- **Your instructions**:
Count the lines in the listing below that contain the word "inlaid", and give only that number.

- **Material for this task**:

###

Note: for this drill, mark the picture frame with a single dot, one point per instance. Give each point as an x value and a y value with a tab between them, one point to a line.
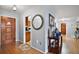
51	20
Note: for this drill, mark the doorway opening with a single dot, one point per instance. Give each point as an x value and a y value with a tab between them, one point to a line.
7	32
28	31
63	28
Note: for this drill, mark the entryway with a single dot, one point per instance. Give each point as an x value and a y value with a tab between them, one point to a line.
28	31
7	32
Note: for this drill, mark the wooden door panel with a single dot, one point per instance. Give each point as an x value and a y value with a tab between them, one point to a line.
8	30
63	28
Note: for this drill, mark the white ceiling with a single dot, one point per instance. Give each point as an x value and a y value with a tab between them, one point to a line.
60	10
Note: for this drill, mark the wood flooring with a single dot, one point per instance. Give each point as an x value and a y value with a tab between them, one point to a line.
13	49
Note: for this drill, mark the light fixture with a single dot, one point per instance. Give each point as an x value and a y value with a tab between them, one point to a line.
14	7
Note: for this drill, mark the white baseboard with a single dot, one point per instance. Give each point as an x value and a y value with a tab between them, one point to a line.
38	50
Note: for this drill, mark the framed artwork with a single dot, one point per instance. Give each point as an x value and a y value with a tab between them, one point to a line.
51	20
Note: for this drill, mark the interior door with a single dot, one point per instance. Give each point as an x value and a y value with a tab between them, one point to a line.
0	32
7	31
63	28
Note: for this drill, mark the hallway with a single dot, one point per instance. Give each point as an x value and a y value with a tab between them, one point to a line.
70	46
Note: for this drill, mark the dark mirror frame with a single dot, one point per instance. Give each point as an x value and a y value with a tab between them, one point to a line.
41	20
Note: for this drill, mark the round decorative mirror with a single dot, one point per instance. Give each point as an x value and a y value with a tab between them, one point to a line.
37	22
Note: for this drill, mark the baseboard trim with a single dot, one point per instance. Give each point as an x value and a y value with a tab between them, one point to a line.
39	50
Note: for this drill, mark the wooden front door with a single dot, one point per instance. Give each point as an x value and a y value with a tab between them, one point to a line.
7	31
63	28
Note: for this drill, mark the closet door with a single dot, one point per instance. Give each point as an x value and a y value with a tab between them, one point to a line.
0	32
7	31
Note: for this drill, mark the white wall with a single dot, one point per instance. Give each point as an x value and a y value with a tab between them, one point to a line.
70	22
14	15
37	35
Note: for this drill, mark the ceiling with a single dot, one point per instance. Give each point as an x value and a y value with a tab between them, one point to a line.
60	10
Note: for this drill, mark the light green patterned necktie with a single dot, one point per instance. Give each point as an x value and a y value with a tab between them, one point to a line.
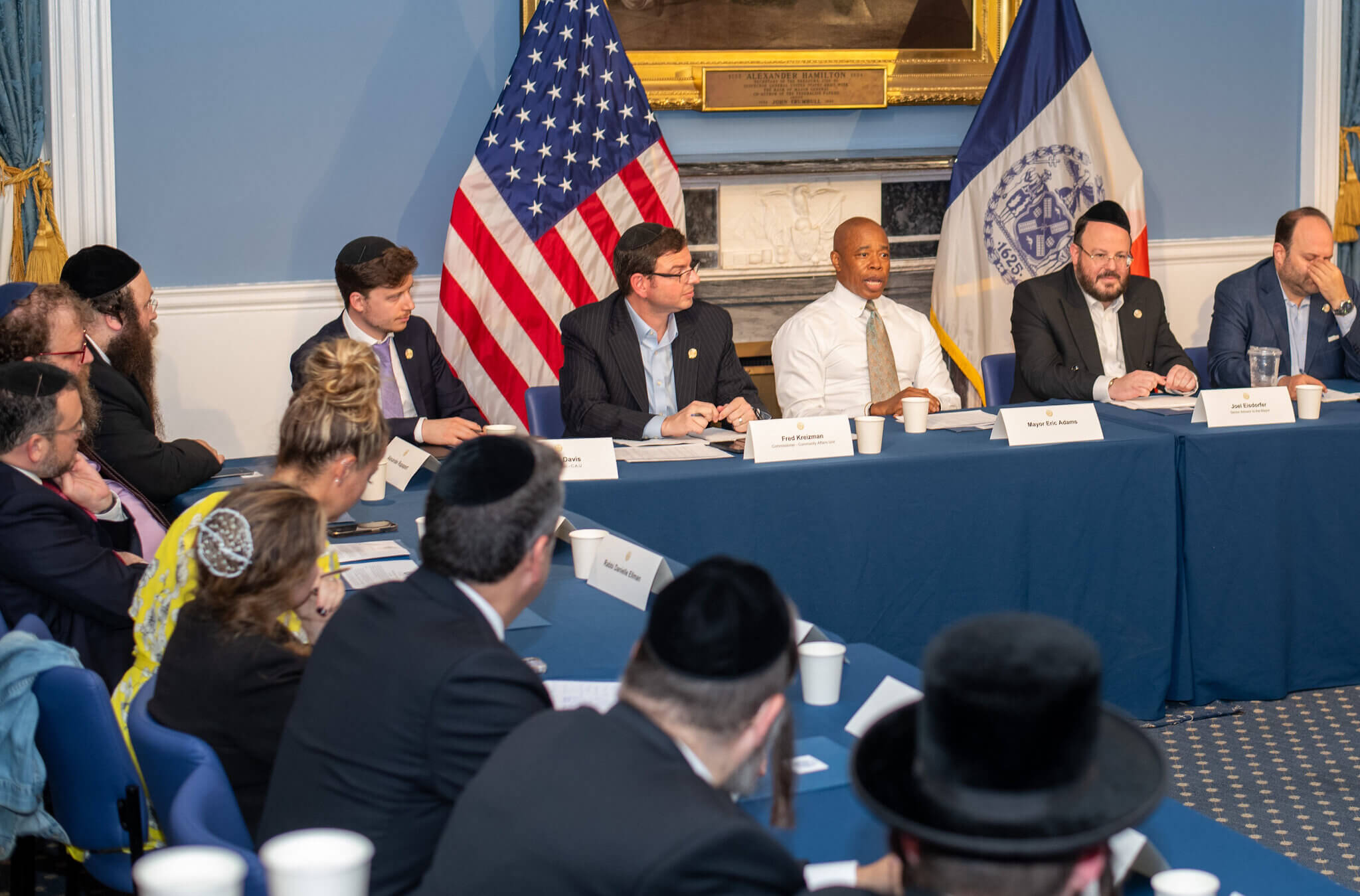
883	368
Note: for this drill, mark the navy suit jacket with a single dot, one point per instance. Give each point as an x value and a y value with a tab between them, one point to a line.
434	390
604	388
1057	354
1249	311
127	441
58	563
404	696
602	805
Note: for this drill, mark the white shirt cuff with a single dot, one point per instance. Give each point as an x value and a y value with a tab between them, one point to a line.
114	514
830	875
1345	323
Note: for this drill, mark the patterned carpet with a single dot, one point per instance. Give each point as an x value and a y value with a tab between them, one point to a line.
1284	773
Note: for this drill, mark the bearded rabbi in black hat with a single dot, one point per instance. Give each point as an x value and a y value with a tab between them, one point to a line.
650	359
1094	331
1008	778
123	376
639	800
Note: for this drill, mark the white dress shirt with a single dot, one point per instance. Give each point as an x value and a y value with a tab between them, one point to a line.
498	625
408	407
822	358
813	875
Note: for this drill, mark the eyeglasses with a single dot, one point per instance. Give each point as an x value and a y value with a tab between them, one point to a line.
1121	259
80	352
691	273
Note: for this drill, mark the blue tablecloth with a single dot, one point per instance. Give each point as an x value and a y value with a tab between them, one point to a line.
1268	600
891	548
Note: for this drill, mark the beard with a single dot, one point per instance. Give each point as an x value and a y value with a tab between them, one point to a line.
777	751
1103	290
132	355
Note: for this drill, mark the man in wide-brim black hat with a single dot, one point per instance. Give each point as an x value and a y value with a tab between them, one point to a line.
1009	777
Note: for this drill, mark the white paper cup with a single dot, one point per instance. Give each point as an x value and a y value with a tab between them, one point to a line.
1185	881
377	487
191	871
585	543
317	862
1310	402
871	434
820	664
914	410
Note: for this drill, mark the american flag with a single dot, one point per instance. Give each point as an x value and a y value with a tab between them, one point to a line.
570	158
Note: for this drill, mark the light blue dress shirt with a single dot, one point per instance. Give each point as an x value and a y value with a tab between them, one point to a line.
1298	317
660	370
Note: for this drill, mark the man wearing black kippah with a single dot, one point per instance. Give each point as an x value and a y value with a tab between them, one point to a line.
420	398
1092	331
650	360
639	801
412	686
68	551
123	374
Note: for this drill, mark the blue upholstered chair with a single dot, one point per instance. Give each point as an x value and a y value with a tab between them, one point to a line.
999	378
545	408
188	789
1199	356
94	789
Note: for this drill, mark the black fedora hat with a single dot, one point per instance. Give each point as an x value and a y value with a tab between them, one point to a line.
1009	753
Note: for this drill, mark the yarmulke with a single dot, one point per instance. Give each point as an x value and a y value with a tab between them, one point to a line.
722	619
14	293
1109	212
639	236
98	269
33	380
363	249
483	471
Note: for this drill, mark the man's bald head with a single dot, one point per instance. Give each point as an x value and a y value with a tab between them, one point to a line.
861	258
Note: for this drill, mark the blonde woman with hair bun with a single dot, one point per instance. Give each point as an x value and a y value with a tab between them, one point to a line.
331	439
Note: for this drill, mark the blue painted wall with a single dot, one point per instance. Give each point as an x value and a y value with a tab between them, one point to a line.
256	137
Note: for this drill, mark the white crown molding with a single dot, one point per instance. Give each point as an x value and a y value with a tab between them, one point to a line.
80	120
1321	121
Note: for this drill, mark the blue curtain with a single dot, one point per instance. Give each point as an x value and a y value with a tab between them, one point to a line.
1348	254
21	98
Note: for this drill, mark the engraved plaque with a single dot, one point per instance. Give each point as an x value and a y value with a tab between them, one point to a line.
739	89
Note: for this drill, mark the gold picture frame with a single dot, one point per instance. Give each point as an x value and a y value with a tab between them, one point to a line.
675	79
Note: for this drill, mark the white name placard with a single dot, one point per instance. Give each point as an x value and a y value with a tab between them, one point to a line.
799	439
1243	407
403	463
1049	425
586	459
628	571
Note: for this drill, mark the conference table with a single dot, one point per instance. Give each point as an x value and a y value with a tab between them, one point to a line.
589	635
1266	585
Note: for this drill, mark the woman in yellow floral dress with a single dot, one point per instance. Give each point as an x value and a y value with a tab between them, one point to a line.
331	441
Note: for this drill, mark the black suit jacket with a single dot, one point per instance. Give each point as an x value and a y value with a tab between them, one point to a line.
1057	355
434	390
404	696
58	563
234	692
604	389
602	805
127	439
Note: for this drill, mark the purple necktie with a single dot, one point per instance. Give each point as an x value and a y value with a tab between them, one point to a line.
388	395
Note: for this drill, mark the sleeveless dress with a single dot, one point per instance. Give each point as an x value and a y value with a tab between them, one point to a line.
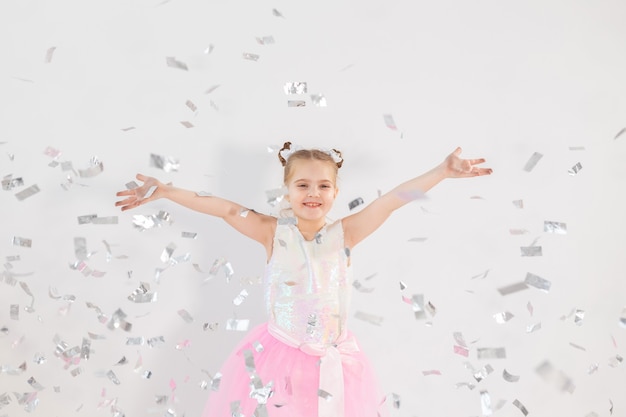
303	362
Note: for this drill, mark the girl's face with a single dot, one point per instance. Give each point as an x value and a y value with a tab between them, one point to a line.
312	189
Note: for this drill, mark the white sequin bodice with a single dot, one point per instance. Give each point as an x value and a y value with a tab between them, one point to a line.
308	284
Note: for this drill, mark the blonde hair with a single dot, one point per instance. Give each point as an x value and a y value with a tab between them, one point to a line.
309	155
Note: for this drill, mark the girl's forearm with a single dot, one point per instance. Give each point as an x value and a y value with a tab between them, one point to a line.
214	206
415	187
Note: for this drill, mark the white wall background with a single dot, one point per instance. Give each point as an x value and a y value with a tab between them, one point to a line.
502	79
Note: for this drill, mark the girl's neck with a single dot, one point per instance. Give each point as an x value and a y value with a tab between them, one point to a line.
309	228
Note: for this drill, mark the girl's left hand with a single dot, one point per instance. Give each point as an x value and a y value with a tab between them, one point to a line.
455	167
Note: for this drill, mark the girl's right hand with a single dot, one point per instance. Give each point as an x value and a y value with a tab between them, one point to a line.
151	189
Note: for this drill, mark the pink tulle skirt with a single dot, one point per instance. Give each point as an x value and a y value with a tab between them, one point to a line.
295	381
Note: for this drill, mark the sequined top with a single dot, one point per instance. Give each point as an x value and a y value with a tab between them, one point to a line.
307	284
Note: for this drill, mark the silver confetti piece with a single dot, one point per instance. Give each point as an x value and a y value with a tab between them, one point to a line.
87	218
558	378
10	183
250	57
22	241
67	166
52	152
39	358
532	161
27	192
593	369
537	282
509	289
249	361
482	275
319	100
483	373
189	235
80	248
469	385
521	407
155	341
370	318
166	163
174	63
485	403
324	394
531	328
95	168
118	321
431	372
105	220
295	88
184	314
579	316
210	326
459	339
85	349
491	353
276	195
111	375
211	89
389	122
168	252
531	250
265	40
509	377
14	311
142	294
615	361
622	319
503	317
575	169
241	297
360	288
191	105
49	54
239	325
555	227
354	203
576	346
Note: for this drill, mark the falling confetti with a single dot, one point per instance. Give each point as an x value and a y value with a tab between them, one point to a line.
532	161
49	54
174	63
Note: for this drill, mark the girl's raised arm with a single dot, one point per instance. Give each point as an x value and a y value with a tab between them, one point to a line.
256	226
359	225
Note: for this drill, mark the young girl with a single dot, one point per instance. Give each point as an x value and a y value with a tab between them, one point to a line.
303	362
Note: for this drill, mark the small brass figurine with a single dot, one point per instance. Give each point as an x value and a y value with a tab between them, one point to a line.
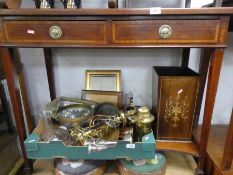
71	4
44	4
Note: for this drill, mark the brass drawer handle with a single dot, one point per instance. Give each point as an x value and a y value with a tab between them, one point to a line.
165	31
55	32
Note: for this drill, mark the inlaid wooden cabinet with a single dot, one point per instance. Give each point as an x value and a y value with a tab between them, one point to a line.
175	92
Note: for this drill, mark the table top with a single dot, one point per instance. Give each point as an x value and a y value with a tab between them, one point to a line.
117	12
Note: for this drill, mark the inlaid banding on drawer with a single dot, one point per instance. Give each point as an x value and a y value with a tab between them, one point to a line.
183	31
73	32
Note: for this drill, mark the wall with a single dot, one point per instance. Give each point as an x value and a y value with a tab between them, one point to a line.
135	64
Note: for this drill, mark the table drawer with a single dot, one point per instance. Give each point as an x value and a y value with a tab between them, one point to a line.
166	31
68	32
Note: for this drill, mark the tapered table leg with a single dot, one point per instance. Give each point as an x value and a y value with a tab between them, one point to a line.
228	150
50	72
213	78
13	87
203	71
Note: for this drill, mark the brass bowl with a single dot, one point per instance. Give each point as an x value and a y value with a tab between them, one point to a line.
74	113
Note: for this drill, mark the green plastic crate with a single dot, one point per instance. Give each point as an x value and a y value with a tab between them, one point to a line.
36	149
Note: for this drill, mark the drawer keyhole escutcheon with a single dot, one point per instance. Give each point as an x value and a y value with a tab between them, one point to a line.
55	32
165	31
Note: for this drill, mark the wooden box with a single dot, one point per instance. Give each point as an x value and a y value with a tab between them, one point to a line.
175	92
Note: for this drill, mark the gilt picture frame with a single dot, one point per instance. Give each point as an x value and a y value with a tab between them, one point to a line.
113	97
103	80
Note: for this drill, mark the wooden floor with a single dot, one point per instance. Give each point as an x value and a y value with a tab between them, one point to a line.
215	150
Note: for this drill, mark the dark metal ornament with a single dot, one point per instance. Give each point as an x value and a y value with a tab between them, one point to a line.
70	4
44	3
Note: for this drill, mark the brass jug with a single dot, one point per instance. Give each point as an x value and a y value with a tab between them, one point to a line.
144	120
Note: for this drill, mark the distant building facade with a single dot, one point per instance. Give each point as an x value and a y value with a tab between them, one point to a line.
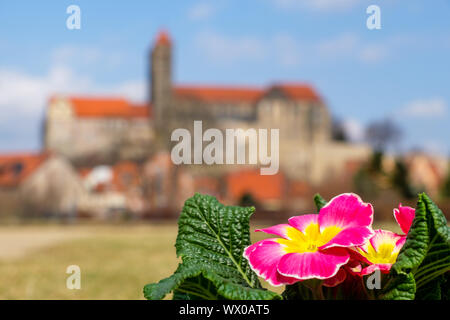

###

- **Solved problem**:
2